Data entries -
▼▼▼

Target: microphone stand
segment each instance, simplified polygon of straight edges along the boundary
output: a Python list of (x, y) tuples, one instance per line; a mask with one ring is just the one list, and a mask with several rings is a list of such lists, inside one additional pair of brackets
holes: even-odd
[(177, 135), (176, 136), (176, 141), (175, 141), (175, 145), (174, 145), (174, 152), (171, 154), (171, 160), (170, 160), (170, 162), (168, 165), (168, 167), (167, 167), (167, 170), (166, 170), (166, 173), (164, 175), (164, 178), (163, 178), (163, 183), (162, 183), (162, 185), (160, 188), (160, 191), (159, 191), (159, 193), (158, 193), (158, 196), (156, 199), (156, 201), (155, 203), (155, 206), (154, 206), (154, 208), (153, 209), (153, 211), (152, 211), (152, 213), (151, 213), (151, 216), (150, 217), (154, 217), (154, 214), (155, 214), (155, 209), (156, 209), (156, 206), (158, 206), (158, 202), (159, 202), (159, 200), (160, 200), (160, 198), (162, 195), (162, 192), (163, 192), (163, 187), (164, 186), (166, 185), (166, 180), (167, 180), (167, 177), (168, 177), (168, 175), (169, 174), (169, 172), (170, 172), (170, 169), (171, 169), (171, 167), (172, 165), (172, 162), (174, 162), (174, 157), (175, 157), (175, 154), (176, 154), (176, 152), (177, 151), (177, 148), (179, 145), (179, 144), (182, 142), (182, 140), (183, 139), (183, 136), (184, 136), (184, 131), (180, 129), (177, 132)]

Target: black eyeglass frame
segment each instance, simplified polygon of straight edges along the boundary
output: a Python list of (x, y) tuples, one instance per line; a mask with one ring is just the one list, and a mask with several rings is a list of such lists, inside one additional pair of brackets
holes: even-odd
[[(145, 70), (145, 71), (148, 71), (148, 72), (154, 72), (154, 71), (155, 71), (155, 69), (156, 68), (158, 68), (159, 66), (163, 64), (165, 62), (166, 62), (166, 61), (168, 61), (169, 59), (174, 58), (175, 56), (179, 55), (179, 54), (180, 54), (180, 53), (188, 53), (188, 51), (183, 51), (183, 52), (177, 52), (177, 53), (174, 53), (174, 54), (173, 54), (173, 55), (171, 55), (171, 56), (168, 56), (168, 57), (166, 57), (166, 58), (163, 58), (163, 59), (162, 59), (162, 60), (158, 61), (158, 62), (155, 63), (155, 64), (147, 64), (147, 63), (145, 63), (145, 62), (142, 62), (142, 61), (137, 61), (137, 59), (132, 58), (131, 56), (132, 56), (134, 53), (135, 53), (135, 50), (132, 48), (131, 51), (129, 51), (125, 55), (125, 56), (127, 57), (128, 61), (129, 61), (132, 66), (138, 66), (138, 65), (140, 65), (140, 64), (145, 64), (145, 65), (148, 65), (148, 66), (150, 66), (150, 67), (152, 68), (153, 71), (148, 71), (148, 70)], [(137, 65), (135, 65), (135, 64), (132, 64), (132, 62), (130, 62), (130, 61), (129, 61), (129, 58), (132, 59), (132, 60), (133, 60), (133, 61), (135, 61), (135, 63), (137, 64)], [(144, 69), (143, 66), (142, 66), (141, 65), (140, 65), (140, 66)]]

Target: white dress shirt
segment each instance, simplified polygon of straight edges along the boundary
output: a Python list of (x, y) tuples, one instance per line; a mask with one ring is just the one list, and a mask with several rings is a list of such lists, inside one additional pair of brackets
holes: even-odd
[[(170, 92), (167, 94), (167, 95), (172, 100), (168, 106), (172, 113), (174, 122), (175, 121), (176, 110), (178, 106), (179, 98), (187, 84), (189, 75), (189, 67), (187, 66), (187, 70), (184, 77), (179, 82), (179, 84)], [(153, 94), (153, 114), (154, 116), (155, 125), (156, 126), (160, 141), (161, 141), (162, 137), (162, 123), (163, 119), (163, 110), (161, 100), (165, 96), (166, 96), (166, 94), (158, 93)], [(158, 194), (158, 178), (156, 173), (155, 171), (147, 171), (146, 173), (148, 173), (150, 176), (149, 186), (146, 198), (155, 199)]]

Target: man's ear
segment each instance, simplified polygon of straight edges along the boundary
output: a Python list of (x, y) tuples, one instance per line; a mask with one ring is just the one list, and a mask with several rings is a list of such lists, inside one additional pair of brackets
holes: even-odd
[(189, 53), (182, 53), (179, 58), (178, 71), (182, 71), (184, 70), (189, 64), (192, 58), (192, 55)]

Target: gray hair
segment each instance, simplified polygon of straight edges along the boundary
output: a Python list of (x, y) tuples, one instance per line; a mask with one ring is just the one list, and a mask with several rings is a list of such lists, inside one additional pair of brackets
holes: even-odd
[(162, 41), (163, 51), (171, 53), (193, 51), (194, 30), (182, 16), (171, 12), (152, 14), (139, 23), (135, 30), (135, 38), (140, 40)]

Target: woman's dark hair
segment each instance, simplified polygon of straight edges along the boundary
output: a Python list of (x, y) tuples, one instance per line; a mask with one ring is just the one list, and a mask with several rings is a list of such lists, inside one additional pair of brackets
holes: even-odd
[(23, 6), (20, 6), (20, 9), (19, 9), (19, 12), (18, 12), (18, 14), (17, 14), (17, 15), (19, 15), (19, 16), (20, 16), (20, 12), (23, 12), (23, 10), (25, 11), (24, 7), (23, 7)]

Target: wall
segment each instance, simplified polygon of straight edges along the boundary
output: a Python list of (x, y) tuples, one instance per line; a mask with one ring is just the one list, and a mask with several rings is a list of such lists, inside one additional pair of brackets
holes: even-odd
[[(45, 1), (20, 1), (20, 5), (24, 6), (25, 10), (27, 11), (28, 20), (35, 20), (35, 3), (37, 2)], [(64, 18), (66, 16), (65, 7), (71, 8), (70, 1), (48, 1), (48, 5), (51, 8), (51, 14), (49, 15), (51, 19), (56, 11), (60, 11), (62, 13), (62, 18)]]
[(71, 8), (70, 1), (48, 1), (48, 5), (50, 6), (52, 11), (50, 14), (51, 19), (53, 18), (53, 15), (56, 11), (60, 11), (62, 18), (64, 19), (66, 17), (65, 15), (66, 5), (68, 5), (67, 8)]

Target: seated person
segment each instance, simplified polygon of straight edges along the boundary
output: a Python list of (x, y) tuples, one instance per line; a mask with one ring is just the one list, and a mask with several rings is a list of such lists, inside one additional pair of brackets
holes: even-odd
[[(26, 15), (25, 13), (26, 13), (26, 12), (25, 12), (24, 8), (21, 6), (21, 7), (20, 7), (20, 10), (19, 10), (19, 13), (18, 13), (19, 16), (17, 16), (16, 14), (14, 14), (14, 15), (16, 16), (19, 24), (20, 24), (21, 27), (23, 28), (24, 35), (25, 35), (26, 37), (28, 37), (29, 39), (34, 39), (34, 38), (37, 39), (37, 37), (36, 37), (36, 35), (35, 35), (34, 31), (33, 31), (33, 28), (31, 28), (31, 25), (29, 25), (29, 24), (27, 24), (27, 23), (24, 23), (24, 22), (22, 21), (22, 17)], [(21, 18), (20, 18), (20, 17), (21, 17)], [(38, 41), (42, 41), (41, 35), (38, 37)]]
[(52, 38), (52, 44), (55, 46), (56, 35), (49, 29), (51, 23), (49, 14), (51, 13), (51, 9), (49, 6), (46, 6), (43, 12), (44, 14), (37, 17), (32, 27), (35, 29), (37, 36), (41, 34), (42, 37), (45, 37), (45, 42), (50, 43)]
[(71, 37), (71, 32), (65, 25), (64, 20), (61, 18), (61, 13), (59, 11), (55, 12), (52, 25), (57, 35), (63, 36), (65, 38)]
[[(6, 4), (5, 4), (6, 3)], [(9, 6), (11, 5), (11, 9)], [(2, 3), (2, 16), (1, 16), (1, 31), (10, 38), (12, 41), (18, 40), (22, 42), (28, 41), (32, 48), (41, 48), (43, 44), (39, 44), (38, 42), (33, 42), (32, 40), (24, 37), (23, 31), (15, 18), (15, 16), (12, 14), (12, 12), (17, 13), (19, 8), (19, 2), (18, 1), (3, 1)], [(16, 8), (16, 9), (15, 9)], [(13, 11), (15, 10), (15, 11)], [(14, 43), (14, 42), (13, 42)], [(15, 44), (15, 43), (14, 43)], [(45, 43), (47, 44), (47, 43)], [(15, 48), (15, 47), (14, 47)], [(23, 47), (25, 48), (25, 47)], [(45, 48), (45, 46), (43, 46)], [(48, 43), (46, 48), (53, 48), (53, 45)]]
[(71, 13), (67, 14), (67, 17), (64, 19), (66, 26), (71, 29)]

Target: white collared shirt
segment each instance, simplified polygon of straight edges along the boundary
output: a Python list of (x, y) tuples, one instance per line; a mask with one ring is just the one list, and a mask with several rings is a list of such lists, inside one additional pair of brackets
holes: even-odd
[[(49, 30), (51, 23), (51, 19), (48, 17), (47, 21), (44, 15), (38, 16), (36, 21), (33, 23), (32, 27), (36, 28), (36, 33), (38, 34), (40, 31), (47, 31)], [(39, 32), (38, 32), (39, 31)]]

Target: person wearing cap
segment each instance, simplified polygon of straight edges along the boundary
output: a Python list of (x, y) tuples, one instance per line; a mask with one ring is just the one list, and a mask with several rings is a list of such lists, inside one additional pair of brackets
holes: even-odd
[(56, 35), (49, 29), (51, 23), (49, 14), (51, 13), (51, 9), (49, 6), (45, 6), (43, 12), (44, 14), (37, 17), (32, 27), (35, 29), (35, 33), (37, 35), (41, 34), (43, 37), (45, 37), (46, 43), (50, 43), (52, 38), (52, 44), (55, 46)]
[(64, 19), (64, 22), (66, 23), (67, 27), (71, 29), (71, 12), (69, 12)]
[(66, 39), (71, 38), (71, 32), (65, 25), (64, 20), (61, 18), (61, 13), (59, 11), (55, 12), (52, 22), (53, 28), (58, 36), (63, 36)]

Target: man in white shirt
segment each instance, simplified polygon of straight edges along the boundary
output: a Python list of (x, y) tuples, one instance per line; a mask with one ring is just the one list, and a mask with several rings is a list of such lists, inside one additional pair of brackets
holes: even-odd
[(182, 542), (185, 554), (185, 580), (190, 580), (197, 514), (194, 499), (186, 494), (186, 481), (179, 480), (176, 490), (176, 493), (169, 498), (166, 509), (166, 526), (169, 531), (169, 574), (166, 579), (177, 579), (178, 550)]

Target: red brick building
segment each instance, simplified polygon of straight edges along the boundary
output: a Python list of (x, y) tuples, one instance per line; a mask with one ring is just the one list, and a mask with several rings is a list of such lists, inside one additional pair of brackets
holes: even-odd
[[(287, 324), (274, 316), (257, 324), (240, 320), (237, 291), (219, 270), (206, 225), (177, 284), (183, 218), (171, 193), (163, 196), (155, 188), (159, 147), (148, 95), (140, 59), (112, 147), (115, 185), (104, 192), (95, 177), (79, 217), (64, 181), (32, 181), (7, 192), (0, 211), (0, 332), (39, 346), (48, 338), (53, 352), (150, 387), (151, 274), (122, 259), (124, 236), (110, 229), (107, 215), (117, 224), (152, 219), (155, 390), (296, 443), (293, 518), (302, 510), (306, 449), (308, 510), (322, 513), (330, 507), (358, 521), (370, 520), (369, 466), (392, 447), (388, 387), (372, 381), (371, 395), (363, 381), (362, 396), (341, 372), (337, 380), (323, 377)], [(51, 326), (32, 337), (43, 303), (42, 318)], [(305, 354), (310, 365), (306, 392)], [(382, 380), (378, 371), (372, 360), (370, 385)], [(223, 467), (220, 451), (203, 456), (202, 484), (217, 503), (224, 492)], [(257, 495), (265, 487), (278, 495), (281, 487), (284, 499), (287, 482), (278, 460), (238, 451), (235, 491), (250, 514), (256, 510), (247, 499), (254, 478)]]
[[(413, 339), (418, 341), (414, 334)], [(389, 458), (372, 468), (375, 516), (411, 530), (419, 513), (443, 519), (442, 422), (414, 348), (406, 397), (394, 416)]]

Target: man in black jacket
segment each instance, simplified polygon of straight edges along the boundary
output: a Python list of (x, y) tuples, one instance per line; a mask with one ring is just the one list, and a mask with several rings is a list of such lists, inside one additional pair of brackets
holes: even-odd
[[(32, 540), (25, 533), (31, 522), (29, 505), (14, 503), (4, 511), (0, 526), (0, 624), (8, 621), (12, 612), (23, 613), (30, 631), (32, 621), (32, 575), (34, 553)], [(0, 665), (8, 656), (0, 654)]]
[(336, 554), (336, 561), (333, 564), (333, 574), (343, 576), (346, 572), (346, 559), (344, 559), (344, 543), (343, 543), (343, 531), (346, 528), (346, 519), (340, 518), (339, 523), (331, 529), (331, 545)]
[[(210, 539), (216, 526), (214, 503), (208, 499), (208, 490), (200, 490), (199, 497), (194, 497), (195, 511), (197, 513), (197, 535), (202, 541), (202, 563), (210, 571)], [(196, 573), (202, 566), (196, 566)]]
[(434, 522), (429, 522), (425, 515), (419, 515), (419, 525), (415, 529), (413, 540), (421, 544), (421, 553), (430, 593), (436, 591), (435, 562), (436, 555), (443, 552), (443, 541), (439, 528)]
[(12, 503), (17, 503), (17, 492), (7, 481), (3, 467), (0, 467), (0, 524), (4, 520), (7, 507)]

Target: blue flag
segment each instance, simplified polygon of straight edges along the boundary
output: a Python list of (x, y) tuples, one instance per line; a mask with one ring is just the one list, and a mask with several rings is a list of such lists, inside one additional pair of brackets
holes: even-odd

▲▲▲

What the task asks - Find the line containing "Target: blue flag" in the material above. Print it and every line after it through the end, exactly and only those.

Correct result -
Target: blue flag
segment each instance, simplified polygon of straight edges along the boundary
output: a Python list of (x, y) tuples, one instance per line; a mask with one ring is just the one list, and a mask with several rings is a list of such lists, inside one additional pair of brackets
holes: even-odd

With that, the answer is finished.